→ EXERCISE BRIEF: Can you rewrite the lines starting at the very first one and ending at the line that contains "point(351, 75)", switching "Target" to "Object" and keeping everything else the same?

(Position identification lines)
______________________________

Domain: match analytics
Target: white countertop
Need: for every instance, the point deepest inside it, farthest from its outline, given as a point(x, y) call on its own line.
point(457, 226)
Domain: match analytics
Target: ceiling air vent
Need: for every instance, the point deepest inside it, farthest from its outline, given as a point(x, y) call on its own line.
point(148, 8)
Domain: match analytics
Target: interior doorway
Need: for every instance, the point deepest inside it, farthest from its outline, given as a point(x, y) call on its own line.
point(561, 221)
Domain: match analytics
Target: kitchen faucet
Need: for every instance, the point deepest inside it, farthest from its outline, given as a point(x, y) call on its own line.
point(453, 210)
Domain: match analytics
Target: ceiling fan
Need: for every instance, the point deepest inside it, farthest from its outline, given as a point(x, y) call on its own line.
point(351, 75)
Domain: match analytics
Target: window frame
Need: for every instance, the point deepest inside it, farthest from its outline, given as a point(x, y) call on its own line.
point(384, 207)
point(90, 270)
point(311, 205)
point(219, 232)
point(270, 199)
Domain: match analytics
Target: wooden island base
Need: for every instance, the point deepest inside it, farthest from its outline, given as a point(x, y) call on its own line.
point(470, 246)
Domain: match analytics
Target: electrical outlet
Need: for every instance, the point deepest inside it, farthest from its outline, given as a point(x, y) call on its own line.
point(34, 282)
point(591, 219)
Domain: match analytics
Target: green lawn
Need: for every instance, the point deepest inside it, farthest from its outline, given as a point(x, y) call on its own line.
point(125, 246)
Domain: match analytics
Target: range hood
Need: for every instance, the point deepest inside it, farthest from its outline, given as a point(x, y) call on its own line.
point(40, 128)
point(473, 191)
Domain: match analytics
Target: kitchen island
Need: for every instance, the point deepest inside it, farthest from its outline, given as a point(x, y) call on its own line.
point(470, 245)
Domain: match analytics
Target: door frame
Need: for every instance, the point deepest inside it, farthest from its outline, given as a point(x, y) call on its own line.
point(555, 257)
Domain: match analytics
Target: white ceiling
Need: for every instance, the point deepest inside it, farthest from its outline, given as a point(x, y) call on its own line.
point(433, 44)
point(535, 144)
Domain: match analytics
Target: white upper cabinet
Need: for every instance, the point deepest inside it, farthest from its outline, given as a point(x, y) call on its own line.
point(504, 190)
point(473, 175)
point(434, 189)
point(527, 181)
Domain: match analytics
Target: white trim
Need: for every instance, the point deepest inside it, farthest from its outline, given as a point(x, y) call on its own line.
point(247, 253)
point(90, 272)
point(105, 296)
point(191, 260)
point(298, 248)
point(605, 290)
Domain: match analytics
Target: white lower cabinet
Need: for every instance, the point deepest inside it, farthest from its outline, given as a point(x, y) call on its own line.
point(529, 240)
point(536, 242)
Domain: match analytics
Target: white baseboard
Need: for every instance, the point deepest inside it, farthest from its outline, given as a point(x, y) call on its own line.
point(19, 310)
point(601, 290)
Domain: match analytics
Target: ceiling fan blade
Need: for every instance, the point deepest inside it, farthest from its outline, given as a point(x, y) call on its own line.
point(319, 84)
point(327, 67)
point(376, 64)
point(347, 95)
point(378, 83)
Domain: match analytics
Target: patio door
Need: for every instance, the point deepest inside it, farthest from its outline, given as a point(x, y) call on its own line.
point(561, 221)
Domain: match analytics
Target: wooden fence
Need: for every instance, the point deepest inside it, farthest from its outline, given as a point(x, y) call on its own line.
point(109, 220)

______________________________

→ SOLUTION:
Domain: match analytics
Object: white countertop
Need: for every instance, the point deepest inside it, farthest from its outline, given as a point(x, y) call on its own line.
point(457, 226)
Domain: match analytics
Object: ceiling air vent
Need: for every instance, the point deepest inside it, farthest from its outline, given as a point(x, y) call on its own line.
point(148, 8)
Domain: match analytics
Object: interior doorway
Need: for every instance, the point deepest inside it, farthest from its outline, given as a point(x, y) call on its own line.
point(561, 221)
Domain: match analytics
Object: kitchen faucet
Need: for every instance, the point deepest inside it, farthest from its outline, given as a point(x, y) call on its own line.
point(453, 210)
Domain: match analytics
Object: ceiling fan
Need: for every instance, the point deepest inside it, farthest from its outline, given as a point(x, y) call on its own line.
point(351, 75)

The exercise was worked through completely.